* _ASSIGNMENT_
Please restate every record below word for word.

* _Items from a dataset_
↓↓↓
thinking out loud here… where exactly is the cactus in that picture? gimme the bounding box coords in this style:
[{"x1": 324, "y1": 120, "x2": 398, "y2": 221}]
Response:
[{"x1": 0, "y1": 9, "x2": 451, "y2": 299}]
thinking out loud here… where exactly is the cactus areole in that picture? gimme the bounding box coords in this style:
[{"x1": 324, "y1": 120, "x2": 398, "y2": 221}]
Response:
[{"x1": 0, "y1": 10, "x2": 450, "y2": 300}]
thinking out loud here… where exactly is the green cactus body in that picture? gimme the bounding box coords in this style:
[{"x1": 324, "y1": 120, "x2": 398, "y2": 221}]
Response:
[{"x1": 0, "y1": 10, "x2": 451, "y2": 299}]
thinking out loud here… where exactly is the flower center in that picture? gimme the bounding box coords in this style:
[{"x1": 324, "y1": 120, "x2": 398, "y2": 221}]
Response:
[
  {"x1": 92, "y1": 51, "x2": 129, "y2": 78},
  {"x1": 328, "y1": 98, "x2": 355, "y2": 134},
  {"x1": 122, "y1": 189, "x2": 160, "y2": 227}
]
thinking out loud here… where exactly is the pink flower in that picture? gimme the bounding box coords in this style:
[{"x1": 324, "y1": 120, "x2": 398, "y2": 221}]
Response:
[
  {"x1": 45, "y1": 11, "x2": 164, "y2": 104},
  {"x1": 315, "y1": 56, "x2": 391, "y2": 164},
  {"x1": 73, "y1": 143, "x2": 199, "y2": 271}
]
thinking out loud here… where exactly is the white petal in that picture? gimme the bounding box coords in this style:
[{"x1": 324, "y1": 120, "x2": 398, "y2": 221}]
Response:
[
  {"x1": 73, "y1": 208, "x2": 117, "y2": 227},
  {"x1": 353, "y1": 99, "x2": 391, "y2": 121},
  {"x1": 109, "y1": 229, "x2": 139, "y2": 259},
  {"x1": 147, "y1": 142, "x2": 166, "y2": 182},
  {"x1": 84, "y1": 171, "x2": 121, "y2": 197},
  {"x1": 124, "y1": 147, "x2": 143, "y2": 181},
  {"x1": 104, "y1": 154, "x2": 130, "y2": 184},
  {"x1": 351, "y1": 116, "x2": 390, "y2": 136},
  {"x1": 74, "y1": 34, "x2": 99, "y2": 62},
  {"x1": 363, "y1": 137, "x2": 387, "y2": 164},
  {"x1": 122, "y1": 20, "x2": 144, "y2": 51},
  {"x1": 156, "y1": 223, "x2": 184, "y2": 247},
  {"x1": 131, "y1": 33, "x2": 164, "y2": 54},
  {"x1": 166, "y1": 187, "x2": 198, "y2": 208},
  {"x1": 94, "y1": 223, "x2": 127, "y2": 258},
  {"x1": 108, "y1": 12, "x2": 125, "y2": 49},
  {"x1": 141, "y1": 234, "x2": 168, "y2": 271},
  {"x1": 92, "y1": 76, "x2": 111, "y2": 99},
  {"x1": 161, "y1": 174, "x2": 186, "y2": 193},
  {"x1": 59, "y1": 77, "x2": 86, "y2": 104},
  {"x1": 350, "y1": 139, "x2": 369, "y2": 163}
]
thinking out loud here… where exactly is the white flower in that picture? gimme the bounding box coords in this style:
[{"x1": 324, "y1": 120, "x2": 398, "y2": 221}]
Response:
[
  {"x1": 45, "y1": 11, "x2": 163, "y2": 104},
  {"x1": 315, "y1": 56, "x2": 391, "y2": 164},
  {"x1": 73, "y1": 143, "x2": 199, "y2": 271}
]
↑↑↑
* _WRITTEN SOLUTION_
thinking out loud here… where exactly is the cactus in that picture? gimme the bounding box coords in this style:
[{"x1": 324, "y1": 120, "x2": 398, "y2": 221}]
Response:
[{"x1": 0, "y1": 9, "x2": 451, "y2": 299}]
thinking out loud here… where exactly is the cactus areole in that picture? gimme the bounding box coords in this style:
[{"x1": 324, "y1": 120, "x2": 398, "y2": 221}]
Response:
[{"x1": 0, "y1": 10, "x2": 450, "y2": 300}]
thinking out loud here… where exactly is the green cactus body in that picture? gimme the bounding box coords in this style:
[{"x1": 324, "y1": 120, "x2": 398, "y2": 221}]
Response:
[{"x1": 0, "y1": 10, "x2": 451, "y2": 299}]
thinking out loud here… where exactly is the flower center in that picture? gimme the bounding box coords in this style:
[{"x1": 324, "y1": 120, "x2": 398, "y2": 221}]
Response:
[
  {"x1": 92, "y1": 51, "x2": 129, "y2": 78},
  {"x1": 328, "y1": 98, "x2": 355, "y2": 134},
  {"x1": 122, "y1": 189, "x2": 160, "y2": 227}
]
thinking out loud here… where exactly is the pink flower in that picture? gimme the bounding box coords in this style:
[{"x1": 324, "y1": 120, "x2": 398, "y2": 221}]
Response:
[
  {"x1": 45, "y1": 11, "x2": 164, "y2": 104},
  {"x1": 315, "y1": 56, "x2": 391, "y2": 164},
  {"x1": 73, "y1": 143, "x2": 199, "y2": 271}
]
thinking out loud here… where exactly is the white petal in that picture? gimme the bounding box coords in this style:
[{"x1": 324, "y1": 120, "x2": 398, "y2": 221}]
Response:
[
  {"x1": 73, "y1": 208, "x2": 117, "y2": 227},
  {"x1": 353, "y1": 99, "x2": 391, "y2": 121},
  {"x1": 109, "y1": 229, "x2": 139, "y2": 259},
  {"x1": 147, "y1": 142, "x2": 166, "y2": 182},
  {"x1": 84, "y1": 171, "x2": 121, "y2": 197},
  {"x1": 124, "y1": 147, "x2": 143, "y2": 181},
  {"x1": 104, "y1": 154, "x2": 130, "y2": 184},
  {"x1": 351, "y1": 116, "x2": 390, "y2": 136},
  {"x1": 74, "y1": 34, "x2": 99, "y2": 62},
  {"x1": 363, "y1": 137, "x2": 387, "y2": 164},
  {"x1": 122, "y1": 20, "x2": 144, "y2": 51},
  {"x1": 156, "y1": 223, "x2": 184, "y2": 247},
  {"x1": 131, "y1": 33, "x2": 164, "y2": 54},
  {"x1": 166, "y1": 187, "x2": 198, "y2": 208},
  {"x1": 94, "y1": 223, "x2": 127, "y2": 258},
  {"x1": 108, "y1": 12, "x2": 125, "y2": 49},
  {"x1": 141, "y1": 234, "x2": 168, "y2": 271},
  {"x1": 92, "y1": 76, "x2": 111, "y2": 99},
  {"x1": 161, "y1": 174, "x2": 186, "y2": 193},
  {"x1": 59, "y1": 77, "x2": 86, "y2": 104},
  {"x1": 350, "y1": 139, "x2": 369, "y2": 163}
]
thinking out loud here… where exactly is the white flower in that picture? gimme the bounding box coords in this style:
[{"x1": 324, "y1": 120, "x2": 398, "y2": 221}]
Response:
[
  {"x1": 45, "y1": 11, "x2": 163, "y2": 104},
  {"x1": 315, "y1": 56, "x2": 391, "y2": 164},
  {"x1": 73, "y1": 143, "x2": 199, "y2": 271}
]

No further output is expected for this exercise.